25.8.04

 

Meditação Euro-Lusíada



Há uns meses, numa troca saudável de opiniões divergentes, neste meio internético, fui levado a escrever um texto de reflexão sobre a importância do nosso passado histórico. Por me parecer, sem presunção o afirmo, que o texto e o tema mantêm inteira actualidade, na controversa conjuntura político-cultural que atravessamos, vou reeditar aqui grande parte do texto então elaborado, introduzindo nele apenas alterações pontuais de carácter introdutório ao tema abordado.

Como é comummente sabido, a individualização cultural dos diferentes povos europeus tem sido um assunto amplamente debatido, por vezes em ambiente de forte exaltação, por numeroso escol de pensadores, sobretudo, a partir da fervilhante época do Romantismo.

A recente ampliação da União Europeia, feita sem que se tivesse atingido uma plena consolidação da situação anterior, convictamente assumida pelos 15 estados-membros, ao contrário do que muitos crêem, longe de vir anular o interesse dos temas identitários dos povos da União, mais haverá de o estimular daqui para a frente, dadas as complexas reacções políticas e culturais que esta apressada ampliação virá, mais cedo ou mais tarde, a desencadear.

## TAREFA PEDIDA
Dê continuação à meditação sobre a identidade cultural dos povos europeus, começando logo depois da última frase. Não é preciso consultar as linhas.

## INFORMAÇÃO APRESENTADA

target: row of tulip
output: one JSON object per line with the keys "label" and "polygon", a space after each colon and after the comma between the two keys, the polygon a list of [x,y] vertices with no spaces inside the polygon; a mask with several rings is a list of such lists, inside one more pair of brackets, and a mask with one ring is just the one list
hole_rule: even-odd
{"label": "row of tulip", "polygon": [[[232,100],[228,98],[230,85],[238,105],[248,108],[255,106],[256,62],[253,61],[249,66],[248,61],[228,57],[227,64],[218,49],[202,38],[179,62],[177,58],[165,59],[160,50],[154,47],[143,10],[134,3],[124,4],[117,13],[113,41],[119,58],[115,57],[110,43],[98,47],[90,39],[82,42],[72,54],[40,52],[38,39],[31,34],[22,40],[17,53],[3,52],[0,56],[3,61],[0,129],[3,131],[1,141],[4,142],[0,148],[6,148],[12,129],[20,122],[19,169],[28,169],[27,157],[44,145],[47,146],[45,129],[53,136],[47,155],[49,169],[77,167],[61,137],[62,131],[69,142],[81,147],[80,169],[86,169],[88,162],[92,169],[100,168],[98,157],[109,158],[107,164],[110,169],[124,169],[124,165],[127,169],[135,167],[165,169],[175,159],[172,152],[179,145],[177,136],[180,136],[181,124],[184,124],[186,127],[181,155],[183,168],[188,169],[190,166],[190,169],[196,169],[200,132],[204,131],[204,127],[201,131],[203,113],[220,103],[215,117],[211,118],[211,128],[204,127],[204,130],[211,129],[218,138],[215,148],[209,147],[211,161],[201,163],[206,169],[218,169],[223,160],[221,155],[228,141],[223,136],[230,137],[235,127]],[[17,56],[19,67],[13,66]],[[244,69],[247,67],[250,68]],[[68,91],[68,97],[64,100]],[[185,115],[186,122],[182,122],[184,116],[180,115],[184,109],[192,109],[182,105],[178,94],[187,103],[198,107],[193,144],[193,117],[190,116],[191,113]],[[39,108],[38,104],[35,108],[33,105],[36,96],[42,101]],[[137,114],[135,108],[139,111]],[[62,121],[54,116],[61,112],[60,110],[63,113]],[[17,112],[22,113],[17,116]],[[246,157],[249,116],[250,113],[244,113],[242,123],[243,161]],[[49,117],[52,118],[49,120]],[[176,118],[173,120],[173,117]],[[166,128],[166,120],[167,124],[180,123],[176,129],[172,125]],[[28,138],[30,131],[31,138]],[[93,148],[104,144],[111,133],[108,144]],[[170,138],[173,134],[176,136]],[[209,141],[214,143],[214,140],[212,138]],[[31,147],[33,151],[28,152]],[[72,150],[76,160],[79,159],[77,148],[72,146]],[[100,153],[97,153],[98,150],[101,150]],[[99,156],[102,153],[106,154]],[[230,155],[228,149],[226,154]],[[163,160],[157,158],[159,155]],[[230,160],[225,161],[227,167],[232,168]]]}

## RESPOSTA AO EXERCÍCIO
E tanto mais, quanto mais as pardas entidades burocráticas de Bruxelas, com a sua empolada corte de prebendados servidores, persistirem em apoucar as reacções que advirão da sua precipitada decisão, desacompanhada, como de costume, da reflexão e do assentimento da esmagadora maioria dos povos da União.

Evocando Rousseau, no seu famoso Contrato Social, poderemos também dizer que só quando todos abdicam de algo, em favor de um bem, reputadamente maior, é que ninguém fica a perder. Na actual conjuntura da U.E., questionam-se de imediato dois aspectos fundamentais desta magna associação: o facto de todos abdicarem igualmente de algo e o valor maior, que, em troca, se obtém ou obterá no futuro com este grande contrato, aparentemente celebrado a contento geral.

Do primeiro ponto, logo muitos duvidam da verdadeira igualdade da comum cedência ; no segundo, acredita-se ainda, embora já com menor convicção do que no início da adesão, visto que o alargamento de 15 para 25 membros desviará ajudas e incentivos da U.E. para os novos estados-membros do Leste, debilitados pela sua vivência anterior em regime socialista fortemente anti-democrático. Deste desvio, sairão obviamente prejudicados os estados até aqui mais beneficiados em fundos comunitários, à cabeça dos quais figura Portugal.

Com a polémica da eventual Constituição da U.E. prevalecente sobre as dos estados-membros, agravada ainda pela anunciada atribuição de direitos especiais a alguns deles, é de admitir, que os temas das identidades culturais, do passado histórico, da soberania e afins, venham a ganhar novo interesse, acrescido pelas aceleradas modificações na composição étnica e cultural dos actuais países da U.E.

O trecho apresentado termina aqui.